- Entries provided:
+++++

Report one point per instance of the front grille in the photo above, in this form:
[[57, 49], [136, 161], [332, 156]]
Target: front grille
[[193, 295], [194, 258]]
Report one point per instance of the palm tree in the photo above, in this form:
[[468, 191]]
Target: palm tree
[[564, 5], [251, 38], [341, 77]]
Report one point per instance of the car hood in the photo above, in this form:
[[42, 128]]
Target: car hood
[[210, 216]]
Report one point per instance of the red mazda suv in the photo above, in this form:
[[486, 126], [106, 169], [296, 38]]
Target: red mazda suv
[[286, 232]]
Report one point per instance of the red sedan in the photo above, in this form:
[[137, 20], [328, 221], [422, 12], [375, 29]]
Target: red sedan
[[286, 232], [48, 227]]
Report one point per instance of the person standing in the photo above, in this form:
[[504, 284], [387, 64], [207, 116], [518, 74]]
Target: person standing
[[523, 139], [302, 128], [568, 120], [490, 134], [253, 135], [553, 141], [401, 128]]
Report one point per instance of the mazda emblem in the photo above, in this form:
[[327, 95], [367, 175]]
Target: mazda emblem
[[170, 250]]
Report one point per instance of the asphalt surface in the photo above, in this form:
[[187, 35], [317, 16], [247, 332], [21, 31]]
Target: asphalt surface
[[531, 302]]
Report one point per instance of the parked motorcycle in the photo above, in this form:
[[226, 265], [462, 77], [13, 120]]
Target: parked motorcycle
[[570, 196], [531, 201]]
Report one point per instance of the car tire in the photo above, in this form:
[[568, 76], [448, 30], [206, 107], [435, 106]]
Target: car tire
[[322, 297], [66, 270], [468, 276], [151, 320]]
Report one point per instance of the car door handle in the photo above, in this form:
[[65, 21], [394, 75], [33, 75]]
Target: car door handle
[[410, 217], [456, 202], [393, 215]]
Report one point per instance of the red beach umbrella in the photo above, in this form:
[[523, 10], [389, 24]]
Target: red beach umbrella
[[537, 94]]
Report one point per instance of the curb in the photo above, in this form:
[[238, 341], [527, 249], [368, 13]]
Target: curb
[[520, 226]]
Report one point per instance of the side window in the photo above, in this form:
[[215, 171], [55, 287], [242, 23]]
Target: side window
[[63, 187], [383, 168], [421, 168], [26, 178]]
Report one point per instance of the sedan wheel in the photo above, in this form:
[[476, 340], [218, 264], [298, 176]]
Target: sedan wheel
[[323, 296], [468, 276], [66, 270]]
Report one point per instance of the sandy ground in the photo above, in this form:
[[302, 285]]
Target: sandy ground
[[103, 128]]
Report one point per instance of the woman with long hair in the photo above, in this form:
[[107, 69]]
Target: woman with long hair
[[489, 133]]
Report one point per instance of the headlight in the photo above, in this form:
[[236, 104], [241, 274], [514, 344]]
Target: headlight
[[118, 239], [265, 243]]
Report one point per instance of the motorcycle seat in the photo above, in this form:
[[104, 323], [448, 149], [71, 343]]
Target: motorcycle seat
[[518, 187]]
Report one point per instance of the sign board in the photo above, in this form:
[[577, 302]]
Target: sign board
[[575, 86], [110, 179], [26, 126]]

+++++

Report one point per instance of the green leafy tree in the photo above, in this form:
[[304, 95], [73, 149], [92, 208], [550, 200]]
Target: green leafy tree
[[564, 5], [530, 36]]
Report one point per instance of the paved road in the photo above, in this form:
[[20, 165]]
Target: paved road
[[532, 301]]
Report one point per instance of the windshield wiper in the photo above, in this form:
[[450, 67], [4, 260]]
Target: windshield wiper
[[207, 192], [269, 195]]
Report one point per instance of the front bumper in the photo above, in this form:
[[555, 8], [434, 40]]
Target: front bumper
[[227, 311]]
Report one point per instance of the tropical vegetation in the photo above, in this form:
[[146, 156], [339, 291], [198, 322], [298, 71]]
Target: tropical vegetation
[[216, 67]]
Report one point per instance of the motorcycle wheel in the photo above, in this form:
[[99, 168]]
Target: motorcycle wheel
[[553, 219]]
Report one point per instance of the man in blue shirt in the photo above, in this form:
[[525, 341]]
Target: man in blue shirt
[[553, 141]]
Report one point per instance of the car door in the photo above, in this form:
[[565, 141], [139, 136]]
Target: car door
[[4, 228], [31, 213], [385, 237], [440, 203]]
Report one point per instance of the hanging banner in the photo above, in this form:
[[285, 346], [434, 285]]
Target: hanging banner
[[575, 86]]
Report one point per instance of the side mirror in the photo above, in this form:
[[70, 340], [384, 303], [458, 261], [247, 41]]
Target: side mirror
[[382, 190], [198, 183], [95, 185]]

+++++

- How to complete this task: Where the line holding "Report one point per instance of the side window" appears in the listing above, start reproducing exactly, and end with the line holding "[[476, 340], [218, 264], [298, 176]]".

- Reply to the exercise:
Report one point per instance of the side window in the photo above, in this form:
[[215, 171], [55, 287], [242, 23]]
Target: side window
[[63, 187], [383, 168], [421, 168], [26, 178]]
Report one point per instance of the sedan wheel in the photo above, in this form:
[[476, 340], [218, 264], [298, 176]]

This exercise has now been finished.